## [REQUIRED ACTION A]
Copy the portion of the news briefs between "DOWN-TIMING New hope" and "Department of Kinesiology.", inclusive.
## [REQUIRED ACTION B]
According to the news briefs, how many rentals has Project Safe Run of Oregon had so far?
## [REQUIRED ACTION C]
Continue the news briefs from where they stop.

## [PASSAGE PROVIDED]
DOWN-TIMING New hope for the terminally anxious: 20 minutes of aerobic exercise can calm you down for the next two to four hours, according to new research findings from Indiana University. "A quick energy release produced a subsequent feeling of well-being in our volunteers," says Jack Raglin of the university's Department of Kinesiology.

WHILE SHEPHERDS WATCHED... Project Safe Run of Oregon "rents" trained canine security operatives - Dobermans or German Shepherds, in other words - to accompany women who want a bit of security while jogging on a dark evening. It's a highly lucrative business - so far, there've been 42,000 rentals and no complaints - but it looks unlikely to take off here. "We couldn't do it," says a spokesperson for Battersea Dogs Home. "We're here to find homes for dogs, not to turn them into minders."

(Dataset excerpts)
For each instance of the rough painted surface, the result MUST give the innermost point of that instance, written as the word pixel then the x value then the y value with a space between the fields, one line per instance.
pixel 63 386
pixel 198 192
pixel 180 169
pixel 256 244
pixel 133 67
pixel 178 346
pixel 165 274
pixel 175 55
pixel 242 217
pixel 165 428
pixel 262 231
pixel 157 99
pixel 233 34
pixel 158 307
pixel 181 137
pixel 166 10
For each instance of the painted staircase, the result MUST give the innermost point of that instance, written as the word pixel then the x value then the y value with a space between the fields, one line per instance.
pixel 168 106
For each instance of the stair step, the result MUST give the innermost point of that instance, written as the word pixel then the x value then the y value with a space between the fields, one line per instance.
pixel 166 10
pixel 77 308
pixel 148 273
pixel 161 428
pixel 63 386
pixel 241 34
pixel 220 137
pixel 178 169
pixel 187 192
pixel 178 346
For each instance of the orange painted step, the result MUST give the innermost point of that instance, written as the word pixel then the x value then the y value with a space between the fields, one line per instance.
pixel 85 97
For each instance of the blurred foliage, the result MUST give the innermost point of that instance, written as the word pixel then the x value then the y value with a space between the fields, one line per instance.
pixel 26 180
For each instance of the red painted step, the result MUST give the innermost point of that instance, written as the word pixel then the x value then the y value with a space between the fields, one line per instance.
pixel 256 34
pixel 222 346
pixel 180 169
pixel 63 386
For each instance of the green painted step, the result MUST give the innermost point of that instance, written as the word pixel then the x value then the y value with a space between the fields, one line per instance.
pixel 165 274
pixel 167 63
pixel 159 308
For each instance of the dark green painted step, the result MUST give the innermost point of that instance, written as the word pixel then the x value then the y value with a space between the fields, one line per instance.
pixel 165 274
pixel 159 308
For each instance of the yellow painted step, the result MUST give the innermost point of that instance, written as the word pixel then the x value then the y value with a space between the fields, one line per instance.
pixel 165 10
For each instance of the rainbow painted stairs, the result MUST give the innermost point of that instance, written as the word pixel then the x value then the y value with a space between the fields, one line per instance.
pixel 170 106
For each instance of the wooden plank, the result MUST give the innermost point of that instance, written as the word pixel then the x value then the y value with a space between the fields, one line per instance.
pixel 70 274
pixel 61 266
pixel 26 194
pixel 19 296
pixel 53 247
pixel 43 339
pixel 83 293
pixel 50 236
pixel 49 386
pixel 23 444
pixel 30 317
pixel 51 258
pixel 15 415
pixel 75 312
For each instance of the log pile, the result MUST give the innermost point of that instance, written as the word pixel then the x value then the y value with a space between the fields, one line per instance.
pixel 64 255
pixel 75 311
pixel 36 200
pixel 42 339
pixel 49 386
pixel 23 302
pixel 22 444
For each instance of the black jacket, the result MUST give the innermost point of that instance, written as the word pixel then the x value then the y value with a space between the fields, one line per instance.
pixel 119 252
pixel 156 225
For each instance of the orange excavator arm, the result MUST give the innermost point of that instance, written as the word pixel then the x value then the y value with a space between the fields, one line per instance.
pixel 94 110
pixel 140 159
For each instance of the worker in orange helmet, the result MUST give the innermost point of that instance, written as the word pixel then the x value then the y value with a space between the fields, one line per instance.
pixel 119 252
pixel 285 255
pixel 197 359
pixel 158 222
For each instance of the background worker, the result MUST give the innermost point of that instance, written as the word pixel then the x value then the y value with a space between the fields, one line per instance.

## [WRITTEN REPLY A]
DOWN-TIMING New hope for the terminally anxious: 20 minutes of aerobic exercise can calm you down for the next two to four hours, according to new research findings from Indiana University. "A quick energy release produced a subsequent feeling of well-being in our volunteers," says Jack Raglin of the university's Department of Kinesiology.

## [WRITTEN REPLY B]
It has had 42,000 rentals so far.

## [WRITTEN REPLY C]
COLD COMFORT We catch around 150 of them in a lifetime, they're caused by one of over 200 different viruses and, to build up an immunity to them all, we'd have to live to be 100. The common cold, that most ubiqitous of oppurtunistic infections, gets its literary due with the Hill's Balsam Guide To Coughs And Colds, a booklet which explains what a cold is, how it affects the body, and when a doctor should be called in. It also details the two kinds of cough (a "productive" one, producing mucus from the chest, that should be treated with an "expectorant", and a "non-productive" one, from the throat, that should be treated with a "suppressant"), and the remedies you'll need to employ (you don't have to use Hill's Balsam, but it does, of course, help). A free copy of the 16-page booklet is available by sending a postcard, with your name and address, to Hill's Balsam Guide to Coughs And Colds, Windsor Healthcare Limited, Ellesfield Avenue, Bracknell, Berks RG12 8YS.

STRETCHING A POINT Gym junkies are adorning the fruits of their labouring with a new trend for bracelet tattoos on the upper arm; as the muscles bulge, so the design expands ever more formidably. Symbols popular with men and women include lines of cows, thorns, barbed wire, flower vines, and Egyptian, Celtic and medieval motifs.